- [FRAGMENTO SELECCIONADO]:
"""

Aquella rectoría cultural del maestro, extendida por igual a todos los que lo seguimos, y de la que cada cual aprovechó de acuerdo a su capacidad receptiva y sus apetencias, alcanzó sin duda mucho a Federico en lo que tuvo relación con su cultura general, con su posición ante los problemas generales de la vida. (Mora Guarnido, 1998: 152)

Y ese vínculo lo destacaba también Francisco García Lorca (1981: 97), matizando que la influencia sobre la “tan poco articulada” ideología política de su joven hermano no fue tan directa al principio por tratarse de un grupo de muchachos “caracterizado entonces, en su mayoría, por un marcado apoliticismo”, para aclarar enseguida:

...lo cual no quiere decir que todos no estuviésemos inclinados a una generosa y abierta izquierda, con conciencia social y un agudo sentido crítico de la sociedad española y, particularmente, la provinciana. Esto lo sentía más o menos el pequeño mundo granadino, para quienes éramos unos “intelectuales”, planta vagamente nociva. (1981: 97)

Evidentemente, ese cerrado mundo de provincias que recelaba de los intelectuales progresistas será el mismo que, como es sabido, el propio Lorca llamará antes de morir “la peor burguesía de España” (García Lorca, O.C., III, p. 637), la misma clase social de la que saldrán quienes, una vez que en Granada triunfe el golpe de Estado, no dudarán en ajustarle cuentas a todos ellos. También la hermana menor del poeta, Isabel, recordará en sus memorias que Granada era entonces “una ciudad muy levítica”, con una burguesía “dominada por los curas y las órdenes religiosas”, de la que su familia estuvo siempre “al margen” (García Lorca, 2002: 33 y 89), lo que a buen seguro suscitaba envidias y rechazos en la ciudad.

En todo caso y volviendo al periodo de juventud del poeta, sería absurdo querer buscar en sus primeros poemas y obras dramáticas la tematización directa de problemas sociales, luchas políticas o denuncias de clase, que no podían tener cabida en su obra porque evidentemente todo un humus ideológico dominante dicta en su inconsciente el divorcio entre el artista y la conflictividad social. Como decíamos en su inconsciente Lorca participará siempre de la concepción burguesa del arte que tiende a separar la poesía de la política y a considerar no sólo la superioridad del primer término respecto al segundo, sino los defectos estéticos que se derivarían de acercar demasiado ambos polos. Insisto en que no hay necesidad de buscar en Lorca lo que no fue, y aún cuando este horizonte poético se vaya transformando, durante los años 30, todavía Federico García Lorca será reticente a descender del todo del sagrado reino de la Poesía. Pero eso no dice nada en contra de su ideología progresista, sino que habla más bien de su ideología literaria. De hecho ya en una carta de mayo de 1918, antes de su traslado a la capital, el joven Lorca, que había cuestionado la situación española en algunos puntos de Impresiones y paisajes, definía con amargura el tiempo que le había tocado vivir y mostraba su desprecio por la política conservadora del momento: “.una época odiosa y despreciable de káiseres y De La Ciervas (¡que se mueran!)” (García Lorca, O.C., 1997, III, p. 24-25 y 661).

"""

Transcribe literalmente el pasaje del fragmento sobre Lorca que empieza en "Y ese vínculo" y termina en "nociva. (1981: 97)".

- [DATOS PROPORCIONADOS]:

"""

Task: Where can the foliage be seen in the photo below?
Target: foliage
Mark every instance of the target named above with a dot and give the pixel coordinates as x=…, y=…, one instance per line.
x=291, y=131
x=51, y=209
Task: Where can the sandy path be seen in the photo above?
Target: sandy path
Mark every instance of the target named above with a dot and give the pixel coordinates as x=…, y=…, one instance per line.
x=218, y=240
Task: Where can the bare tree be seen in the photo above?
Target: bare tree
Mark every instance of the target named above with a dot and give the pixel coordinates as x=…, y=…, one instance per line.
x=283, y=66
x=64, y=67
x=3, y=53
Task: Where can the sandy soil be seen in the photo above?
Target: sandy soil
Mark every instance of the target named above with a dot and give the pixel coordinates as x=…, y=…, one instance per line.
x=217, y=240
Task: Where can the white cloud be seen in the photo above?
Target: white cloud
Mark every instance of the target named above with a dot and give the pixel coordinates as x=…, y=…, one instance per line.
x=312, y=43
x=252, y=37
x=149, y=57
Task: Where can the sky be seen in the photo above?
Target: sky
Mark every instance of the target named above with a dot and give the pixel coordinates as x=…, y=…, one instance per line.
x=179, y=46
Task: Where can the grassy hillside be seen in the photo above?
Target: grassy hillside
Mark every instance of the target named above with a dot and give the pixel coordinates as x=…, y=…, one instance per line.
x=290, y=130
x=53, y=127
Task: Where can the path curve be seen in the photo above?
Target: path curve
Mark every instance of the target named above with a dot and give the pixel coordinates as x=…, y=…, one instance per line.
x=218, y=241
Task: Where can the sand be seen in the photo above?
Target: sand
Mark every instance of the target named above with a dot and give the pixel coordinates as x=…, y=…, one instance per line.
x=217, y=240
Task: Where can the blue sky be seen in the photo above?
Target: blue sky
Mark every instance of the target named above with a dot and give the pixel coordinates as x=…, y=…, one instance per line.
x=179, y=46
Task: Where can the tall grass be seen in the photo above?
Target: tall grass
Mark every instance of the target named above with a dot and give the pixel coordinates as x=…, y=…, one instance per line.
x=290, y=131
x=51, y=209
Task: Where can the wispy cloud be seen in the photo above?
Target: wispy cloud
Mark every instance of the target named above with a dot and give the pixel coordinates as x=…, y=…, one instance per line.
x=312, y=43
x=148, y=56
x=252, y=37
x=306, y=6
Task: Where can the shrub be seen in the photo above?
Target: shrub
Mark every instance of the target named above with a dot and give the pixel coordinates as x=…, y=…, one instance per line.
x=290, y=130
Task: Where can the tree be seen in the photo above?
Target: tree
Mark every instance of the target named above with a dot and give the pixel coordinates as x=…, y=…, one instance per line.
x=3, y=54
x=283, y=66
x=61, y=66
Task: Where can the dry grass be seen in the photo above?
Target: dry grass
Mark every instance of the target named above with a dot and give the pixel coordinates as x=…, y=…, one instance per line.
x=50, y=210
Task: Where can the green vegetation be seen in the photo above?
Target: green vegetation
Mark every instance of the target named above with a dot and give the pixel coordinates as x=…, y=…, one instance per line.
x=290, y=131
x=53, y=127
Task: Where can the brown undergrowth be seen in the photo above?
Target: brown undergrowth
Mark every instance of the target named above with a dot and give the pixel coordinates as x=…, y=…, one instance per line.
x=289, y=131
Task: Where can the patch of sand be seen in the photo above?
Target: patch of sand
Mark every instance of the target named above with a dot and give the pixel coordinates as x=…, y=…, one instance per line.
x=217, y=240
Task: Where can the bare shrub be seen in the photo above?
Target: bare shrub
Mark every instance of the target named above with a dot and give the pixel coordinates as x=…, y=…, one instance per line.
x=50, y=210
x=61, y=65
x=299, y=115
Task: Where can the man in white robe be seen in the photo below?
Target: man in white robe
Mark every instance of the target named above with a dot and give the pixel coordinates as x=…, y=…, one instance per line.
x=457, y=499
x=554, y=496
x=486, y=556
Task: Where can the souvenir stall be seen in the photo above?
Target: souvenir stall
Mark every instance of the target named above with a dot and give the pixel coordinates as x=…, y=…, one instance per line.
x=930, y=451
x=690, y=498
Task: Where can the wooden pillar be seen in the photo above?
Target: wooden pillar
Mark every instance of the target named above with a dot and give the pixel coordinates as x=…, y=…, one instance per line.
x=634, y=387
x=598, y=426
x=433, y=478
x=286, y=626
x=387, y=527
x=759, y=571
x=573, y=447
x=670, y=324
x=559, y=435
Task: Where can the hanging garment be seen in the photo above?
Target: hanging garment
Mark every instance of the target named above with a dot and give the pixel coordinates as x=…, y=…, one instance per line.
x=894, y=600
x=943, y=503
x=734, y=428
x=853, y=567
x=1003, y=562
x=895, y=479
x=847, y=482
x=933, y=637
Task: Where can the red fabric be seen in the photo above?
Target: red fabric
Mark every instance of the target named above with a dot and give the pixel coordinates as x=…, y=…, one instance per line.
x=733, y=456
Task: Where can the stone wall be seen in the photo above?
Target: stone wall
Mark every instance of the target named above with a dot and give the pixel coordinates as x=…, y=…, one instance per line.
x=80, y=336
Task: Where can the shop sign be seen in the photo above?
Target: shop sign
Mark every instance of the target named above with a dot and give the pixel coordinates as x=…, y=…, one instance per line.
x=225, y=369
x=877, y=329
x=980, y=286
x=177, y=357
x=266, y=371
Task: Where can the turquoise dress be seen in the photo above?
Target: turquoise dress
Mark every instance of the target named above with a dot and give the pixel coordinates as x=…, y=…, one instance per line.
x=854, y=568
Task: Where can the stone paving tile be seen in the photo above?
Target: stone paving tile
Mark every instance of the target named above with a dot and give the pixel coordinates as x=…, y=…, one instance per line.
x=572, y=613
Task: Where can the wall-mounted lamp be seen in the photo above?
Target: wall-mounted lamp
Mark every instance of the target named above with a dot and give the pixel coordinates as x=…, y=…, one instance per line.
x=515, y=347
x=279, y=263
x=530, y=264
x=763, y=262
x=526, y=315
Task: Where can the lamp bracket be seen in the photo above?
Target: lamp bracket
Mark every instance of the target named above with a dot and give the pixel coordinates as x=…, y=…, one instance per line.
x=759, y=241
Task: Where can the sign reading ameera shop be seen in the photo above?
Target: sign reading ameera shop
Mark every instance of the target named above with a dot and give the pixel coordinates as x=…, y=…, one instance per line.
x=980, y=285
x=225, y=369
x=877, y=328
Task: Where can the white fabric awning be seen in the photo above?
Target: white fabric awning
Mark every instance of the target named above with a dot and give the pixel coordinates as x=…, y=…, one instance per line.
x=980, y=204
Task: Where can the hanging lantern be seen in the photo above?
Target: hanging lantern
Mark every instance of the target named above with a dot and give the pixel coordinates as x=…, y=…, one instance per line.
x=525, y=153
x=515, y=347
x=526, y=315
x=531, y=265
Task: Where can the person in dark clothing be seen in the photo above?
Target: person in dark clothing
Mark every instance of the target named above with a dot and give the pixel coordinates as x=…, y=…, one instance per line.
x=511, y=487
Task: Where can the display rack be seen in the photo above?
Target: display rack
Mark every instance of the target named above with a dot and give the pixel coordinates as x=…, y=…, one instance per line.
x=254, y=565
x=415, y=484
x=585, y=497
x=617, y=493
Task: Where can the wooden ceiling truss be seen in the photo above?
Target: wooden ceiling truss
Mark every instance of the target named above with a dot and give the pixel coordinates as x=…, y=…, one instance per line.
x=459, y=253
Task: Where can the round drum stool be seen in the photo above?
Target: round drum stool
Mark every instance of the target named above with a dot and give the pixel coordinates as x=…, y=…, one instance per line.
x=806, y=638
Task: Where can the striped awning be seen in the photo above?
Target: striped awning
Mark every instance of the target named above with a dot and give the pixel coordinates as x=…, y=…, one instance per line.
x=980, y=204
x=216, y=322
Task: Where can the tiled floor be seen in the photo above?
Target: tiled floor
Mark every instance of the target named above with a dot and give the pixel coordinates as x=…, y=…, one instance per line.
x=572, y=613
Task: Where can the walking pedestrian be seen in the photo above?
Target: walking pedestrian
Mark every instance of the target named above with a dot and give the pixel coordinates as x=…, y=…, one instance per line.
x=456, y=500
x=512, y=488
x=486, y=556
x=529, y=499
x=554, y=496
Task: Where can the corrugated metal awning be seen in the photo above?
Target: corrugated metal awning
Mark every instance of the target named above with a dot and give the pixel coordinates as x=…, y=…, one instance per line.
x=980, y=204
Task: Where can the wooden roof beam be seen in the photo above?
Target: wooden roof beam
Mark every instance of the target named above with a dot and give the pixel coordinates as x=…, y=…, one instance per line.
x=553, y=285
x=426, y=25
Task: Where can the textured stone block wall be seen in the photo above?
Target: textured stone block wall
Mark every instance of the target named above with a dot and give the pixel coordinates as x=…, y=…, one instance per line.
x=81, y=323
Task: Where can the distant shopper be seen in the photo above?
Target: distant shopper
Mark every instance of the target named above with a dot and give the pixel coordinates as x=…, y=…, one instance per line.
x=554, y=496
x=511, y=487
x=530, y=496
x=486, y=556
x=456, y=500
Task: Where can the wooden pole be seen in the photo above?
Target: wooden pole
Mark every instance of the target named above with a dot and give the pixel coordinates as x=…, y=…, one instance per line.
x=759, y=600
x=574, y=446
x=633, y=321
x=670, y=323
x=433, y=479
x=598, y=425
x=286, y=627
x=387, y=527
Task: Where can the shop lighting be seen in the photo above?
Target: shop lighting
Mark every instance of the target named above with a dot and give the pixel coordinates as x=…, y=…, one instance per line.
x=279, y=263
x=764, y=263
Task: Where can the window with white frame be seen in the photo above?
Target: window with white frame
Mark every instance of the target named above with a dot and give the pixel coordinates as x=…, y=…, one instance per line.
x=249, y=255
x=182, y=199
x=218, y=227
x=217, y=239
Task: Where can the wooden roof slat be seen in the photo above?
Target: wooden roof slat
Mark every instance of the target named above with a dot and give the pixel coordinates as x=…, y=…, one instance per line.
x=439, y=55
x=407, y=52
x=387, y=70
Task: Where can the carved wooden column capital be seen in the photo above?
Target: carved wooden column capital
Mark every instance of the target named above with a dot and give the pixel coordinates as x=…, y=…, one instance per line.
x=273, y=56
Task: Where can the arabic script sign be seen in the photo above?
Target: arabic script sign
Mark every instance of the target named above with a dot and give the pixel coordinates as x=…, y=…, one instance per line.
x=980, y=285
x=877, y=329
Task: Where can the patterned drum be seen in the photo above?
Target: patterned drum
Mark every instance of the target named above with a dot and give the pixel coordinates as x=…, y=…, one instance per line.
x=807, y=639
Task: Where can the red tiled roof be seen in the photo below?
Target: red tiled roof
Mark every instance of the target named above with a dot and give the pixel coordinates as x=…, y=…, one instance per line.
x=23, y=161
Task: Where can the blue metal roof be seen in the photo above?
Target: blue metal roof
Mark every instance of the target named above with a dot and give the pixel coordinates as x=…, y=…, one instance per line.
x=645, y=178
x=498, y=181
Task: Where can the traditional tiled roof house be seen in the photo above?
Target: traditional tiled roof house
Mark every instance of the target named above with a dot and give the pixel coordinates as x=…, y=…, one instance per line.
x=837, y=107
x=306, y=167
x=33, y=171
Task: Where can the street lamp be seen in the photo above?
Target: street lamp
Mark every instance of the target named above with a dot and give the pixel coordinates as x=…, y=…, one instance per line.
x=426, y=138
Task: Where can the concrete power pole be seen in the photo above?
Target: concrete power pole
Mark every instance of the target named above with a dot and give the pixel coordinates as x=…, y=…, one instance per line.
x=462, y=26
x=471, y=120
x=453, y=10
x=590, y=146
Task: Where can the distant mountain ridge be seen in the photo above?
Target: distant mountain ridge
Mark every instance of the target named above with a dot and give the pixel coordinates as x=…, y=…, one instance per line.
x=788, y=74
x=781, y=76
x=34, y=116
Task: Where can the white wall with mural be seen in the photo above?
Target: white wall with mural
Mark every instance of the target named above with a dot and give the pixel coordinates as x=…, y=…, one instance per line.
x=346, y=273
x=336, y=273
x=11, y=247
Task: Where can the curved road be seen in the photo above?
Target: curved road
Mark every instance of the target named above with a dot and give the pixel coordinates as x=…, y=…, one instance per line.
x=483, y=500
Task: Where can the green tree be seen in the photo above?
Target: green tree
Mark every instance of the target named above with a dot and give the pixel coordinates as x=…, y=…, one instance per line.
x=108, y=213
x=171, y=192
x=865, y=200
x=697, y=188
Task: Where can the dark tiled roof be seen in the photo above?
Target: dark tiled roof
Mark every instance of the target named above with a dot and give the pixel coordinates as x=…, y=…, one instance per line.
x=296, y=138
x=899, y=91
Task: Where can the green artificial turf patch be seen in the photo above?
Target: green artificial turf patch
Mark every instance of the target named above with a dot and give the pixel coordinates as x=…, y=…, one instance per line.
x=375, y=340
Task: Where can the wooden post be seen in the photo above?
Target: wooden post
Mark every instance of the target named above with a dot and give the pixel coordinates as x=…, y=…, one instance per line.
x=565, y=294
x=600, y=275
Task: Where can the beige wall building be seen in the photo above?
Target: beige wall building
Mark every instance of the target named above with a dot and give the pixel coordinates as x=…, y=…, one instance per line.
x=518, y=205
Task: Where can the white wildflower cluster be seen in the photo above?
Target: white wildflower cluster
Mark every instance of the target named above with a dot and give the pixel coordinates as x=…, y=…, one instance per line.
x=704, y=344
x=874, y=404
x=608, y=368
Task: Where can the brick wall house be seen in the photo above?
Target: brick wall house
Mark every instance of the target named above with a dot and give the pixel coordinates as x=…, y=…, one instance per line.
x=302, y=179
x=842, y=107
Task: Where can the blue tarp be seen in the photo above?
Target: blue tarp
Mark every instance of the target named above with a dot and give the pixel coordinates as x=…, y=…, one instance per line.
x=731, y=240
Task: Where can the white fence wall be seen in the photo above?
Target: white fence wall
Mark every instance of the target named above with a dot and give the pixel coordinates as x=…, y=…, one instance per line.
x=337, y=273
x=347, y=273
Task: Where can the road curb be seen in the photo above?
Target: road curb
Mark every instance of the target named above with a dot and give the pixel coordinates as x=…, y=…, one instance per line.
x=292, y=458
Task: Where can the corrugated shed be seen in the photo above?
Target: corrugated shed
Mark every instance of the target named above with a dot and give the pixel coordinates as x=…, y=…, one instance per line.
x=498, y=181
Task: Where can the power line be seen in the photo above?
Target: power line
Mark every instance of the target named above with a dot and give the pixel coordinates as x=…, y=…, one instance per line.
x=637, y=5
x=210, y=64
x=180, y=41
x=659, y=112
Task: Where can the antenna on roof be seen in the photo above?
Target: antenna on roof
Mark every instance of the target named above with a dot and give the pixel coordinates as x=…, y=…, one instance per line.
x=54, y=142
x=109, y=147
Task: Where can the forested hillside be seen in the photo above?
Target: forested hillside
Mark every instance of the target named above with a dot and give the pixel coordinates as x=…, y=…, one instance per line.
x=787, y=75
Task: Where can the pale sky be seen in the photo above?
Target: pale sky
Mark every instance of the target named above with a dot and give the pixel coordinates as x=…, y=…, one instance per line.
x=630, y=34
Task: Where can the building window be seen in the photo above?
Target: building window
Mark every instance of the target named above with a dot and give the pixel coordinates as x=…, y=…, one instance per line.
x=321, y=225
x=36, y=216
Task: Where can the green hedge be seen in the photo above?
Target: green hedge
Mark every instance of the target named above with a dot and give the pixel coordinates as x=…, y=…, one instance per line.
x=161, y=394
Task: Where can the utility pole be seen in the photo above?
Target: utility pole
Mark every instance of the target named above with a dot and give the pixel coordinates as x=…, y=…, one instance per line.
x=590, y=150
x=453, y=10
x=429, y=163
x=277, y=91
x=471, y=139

"""

- [SOLUCIÓN]:
Y ese vínculo lo destacaba también Francisco García Lorca (1981: 97), matizando que la influencia sobre la “tan poco articulada” ideología política de su joven hermano no fue tan directa al principio por tratarse de un grupo de muchachos “caracterizado entonces, en su mayoría, por un marcado apoliticismo”, para aclarar enseguida:

...lo cual no quiere decir que todos no estuviésemos inclinados a una generosa y abierta izquierda, con conciencia social y un agudo sentido crítico de la sociedad española y, particularmente, la provinciana. Esto lo sentía más o menos el pequeño mundo granadino, para quienes éramos unos “intelectuales”, planta vagamente nociva. (1981: 97)